Can you copy out, word for word, the lines of the material below from the one containing "Thank you for the photo. Could you please annotate the vase" through the last line, inclusive?

Given entries:

_ _ _ _

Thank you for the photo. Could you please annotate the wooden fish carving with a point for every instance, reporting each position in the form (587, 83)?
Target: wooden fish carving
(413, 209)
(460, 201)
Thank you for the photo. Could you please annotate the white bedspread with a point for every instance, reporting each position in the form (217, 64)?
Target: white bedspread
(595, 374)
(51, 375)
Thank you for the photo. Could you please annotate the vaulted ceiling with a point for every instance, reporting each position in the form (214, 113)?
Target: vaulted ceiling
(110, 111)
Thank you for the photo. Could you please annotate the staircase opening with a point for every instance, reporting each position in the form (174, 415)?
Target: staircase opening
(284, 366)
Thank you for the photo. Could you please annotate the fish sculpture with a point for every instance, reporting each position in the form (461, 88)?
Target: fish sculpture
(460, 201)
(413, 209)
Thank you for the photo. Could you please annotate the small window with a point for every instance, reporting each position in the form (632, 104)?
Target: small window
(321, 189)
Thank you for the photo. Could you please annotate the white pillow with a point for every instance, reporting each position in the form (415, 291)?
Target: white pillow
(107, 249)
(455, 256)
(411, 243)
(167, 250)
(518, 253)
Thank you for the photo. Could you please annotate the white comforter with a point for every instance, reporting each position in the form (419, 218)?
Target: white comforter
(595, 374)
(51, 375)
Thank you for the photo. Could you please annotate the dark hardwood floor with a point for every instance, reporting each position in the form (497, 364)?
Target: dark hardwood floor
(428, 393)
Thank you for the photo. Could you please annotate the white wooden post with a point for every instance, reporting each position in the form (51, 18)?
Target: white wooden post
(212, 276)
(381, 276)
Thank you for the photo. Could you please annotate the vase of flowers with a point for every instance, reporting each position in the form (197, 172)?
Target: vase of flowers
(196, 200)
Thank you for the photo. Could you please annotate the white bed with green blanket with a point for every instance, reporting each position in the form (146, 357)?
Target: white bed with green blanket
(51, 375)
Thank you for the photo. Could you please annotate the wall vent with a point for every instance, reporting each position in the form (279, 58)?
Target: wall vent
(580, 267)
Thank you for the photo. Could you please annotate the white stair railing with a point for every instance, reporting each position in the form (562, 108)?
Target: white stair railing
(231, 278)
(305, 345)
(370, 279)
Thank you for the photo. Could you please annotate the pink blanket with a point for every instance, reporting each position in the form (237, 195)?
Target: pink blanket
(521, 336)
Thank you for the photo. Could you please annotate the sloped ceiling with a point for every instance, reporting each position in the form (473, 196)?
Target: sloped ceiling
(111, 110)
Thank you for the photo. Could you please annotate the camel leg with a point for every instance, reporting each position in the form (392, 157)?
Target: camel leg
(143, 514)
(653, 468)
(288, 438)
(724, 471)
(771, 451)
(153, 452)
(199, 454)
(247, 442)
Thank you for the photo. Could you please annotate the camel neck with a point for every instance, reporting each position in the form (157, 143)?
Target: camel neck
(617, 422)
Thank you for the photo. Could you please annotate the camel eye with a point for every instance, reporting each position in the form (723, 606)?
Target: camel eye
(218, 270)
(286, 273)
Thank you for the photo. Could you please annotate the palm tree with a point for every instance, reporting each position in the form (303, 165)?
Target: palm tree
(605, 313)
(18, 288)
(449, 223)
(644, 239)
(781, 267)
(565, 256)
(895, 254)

_ _ _ _

Exercise answer:
Thank you for the photo. Could you please annotate the vase of flowers with a point for every instance, reporting each position in the form (197, 172)?
Target: vase of flowers
(196, 200)
Thank you for the photo. Could you please annotate the white bed with green blanket with a point for every instance, reporting each position in the form (146, 357)?
Target: white bed with green blanket
(51, 375)
Thank you for the photo. Could you please annotate the wall vent with a point for every instance, reporting each position in the form (279, 58)?
Target: wall vent
(580, 267)
Thank you for the photo. Could you please annotate the white stair railing with a point for every instance, reporting each position in the form (562, 108)?
Target: white stair railing
(231, 278)
(305, 345)
(370, 279)
Thank you for the photo. Could you please annotate the pink blanket with a point for every instance, reporting each position in the form (237, 195)?
Target: pink blanket
(521, 336)
Thank you for the photo. Could you please annotate the sloped ceiling with a point for every instance, reporting each position in the form (473, 196)?
Target: sloped ceiling
(111, 110)
Thank you for the photo. Could you please annotate the camel leg with a point for every instance, reporting each position in the form (392, 157)?
Target: camel leg
(143, 514)
(653, 468)
(288, 438)
(724, 471)
(771, 451)
(153, 452)
(199, 454)
(247, 442)
Thank you for the photo. Could you please annotate the camel neck with a point for every instance, reporting each position in the form (157, 143)?
Target: camel neck
(617, 422)
Thank you for the photo. Could you please annotate the camel eye with a point for every instance, reporting each position in the form (723, 606)?
Target: camel eye
(218, 270)
(286, 273)
Thank you for the photo. Could you please annotate the palm tree with a point for every instance, reporting each position in the form (303, 165)?
Target: palm tree
(605, 313)
(18, 288)
(449, 223)
(644, 239)
(781, 267)
(565, 256)
(895, 254)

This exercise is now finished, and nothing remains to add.